• Problème posé A: Renvoie mot pour mot le passage du témoignage sur la violence conjugale qui va de « Nous avons choisi » à « vivre ces problèmes. ».

• Texte fourni:
--------
Je vous remercie de l'invitation à participer à l'étude sur la violence entre partenaires intimes et la violence familiale au Canada.
Je m'appelle Sylvie Bernatchez et je suis directrice de la maison d'aide et d'hébergement La Jonction pour elle et de la Maison Denise‑Ruel, une maison de deuxième étape, toutes deux situées à Lévis. Je suis accompagnée de ma consœur Mme Chantal Tanguay, directrice de la maison d'aide et d'hébergement La Gîtée et de la Maison Louise, une maison de deuxième étape située à Thetford Mines, dans la région de Chaudière‑Appalaches.
Nous avons choisi de vous parler du vécu des femmes et de leurs enfants qui vivent dans un contexte de violence conjugale, de leurs mots, mais aussi de leurs maux. Nous côtoyons les femmes dans un milieu de vie en maison d'hébergement. Nous partageons le même espace 24 heures sur 24. Des liens se créent, des échanges se font. Le fait de côtoyer plusieurs femmes qui ont vécu des événements similaires de violence et de contrôle permet à ces femmes de sortir de l'isolement. Elles se sentent moins seules à vivre ces problèmes.
--------
[Extraits de relevés de segmentation]
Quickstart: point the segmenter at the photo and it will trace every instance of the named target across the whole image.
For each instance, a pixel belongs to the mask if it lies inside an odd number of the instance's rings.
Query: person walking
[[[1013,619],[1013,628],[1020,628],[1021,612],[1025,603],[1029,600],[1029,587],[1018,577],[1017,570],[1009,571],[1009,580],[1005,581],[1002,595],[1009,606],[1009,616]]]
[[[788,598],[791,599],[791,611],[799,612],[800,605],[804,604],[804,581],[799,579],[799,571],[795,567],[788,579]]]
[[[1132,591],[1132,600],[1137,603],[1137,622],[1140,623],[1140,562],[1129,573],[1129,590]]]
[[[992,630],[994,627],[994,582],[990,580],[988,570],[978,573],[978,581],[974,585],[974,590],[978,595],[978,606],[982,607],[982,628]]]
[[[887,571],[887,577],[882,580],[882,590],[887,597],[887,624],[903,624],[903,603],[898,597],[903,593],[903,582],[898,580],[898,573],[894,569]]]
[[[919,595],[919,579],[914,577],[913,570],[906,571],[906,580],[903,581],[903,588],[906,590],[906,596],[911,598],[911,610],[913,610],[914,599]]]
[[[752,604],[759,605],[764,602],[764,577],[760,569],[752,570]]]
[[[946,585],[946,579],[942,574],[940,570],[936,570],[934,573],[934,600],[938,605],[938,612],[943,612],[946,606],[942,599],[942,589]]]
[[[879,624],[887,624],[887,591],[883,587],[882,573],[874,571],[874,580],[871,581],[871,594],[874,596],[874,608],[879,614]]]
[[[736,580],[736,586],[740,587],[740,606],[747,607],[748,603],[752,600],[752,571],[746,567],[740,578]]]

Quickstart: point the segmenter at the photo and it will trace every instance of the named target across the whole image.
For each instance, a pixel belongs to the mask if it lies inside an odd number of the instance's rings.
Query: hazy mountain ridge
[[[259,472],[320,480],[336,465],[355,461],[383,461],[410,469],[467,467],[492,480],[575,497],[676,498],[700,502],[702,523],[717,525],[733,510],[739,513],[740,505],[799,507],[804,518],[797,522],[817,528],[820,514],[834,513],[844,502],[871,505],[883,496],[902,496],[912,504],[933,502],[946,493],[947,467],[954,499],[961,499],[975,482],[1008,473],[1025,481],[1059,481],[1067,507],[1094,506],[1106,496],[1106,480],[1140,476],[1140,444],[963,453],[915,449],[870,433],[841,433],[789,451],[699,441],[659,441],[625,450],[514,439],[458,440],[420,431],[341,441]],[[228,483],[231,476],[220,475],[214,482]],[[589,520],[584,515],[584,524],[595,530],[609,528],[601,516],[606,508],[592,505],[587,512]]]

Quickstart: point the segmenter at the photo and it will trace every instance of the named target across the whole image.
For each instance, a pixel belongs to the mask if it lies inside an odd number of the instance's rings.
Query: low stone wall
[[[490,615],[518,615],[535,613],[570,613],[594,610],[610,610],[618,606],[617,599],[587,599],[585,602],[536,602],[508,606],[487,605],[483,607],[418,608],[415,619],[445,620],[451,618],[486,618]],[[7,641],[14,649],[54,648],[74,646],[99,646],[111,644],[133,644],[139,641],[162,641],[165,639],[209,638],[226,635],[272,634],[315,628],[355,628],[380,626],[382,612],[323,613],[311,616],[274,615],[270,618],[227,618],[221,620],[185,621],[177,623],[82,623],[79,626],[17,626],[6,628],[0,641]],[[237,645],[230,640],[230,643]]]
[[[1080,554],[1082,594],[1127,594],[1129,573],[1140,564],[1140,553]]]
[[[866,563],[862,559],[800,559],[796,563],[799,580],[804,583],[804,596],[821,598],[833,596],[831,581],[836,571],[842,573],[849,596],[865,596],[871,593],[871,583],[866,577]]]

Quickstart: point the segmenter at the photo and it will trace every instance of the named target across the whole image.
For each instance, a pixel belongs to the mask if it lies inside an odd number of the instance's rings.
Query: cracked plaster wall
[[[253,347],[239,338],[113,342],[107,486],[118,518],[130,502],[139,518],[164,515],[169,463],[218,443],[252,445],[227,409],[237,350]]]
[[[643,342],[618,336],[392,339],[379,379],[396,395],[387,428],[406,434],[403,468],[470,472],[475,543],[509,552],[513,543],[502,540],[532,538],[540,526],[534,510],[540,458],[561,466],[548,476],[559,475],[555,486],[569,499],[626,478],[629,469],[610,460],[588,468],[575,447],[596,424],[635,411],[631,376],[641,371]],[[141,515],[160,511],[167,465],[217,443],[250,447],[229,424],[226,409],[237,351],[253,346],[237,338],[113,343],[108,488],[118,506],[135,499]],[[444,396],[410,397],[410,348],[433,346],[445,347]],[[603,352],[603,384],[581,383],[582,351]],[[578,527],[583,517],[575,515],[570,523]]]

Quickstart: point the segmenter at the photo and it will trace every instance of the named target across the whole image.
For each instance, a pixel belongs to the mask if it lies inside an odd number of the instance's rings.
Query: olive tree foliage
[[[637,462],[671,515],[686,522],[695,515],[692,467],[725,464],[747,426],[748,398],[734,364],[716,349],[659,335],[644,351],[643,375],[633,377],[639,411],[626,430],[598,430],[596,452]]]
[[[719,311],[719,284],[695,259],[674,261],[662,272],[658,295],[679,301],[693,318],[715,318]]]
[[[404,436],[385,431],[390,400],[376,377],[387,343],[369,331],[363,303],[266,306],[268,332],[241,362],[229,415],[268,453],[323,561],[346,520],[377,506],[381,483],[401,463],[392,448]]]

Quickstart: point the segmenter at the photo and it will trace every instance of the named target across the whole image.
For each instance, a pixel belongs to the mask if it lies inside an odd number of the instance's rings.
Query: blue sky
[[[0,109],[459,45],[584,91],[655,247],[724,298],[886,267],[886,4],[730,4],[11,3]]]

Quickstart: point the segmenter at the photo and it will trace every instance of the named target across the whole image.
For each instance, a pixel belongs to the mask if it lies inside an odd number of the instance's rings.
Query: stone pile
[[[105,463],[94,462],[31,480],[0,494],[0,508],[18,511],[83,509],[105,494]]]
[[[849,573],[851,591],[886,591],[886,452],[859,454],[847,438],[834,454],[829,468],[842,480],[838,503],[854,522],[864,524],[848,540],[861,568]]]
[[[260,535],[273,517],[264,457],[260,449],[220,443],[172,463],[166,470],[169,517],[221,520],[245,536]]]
--------
• Problème posé B: Quelles lignes du relevé ci-dessus contiennent la chaîne « wall » ? Rassemble-les toutes, en tenant compte de la casse.

• Réponse attendue A:
Nous avons choisi de vous parler du vécu des femmes et de leurs enfants qui vivent dans un contexte de violence conjugale, de leurs mots, mais aussi de leurs maux. Nous côtoyons les femmes dans un milieu de vie en maison d'hébergement. Nous partageons le même espace 24 heures sur 24. Des liens se créent, des échanges se font. Le fait de côtoyer plusieurs femmes qui ont vécu des événements similaires de violence et de contrôle permet à ces femmes de sortir de l'isolement. Elles se sentent moins seules à vivre ces problèmes.

• Réponse attendue B:
Query: low stone wall
Query: cracked plaster wall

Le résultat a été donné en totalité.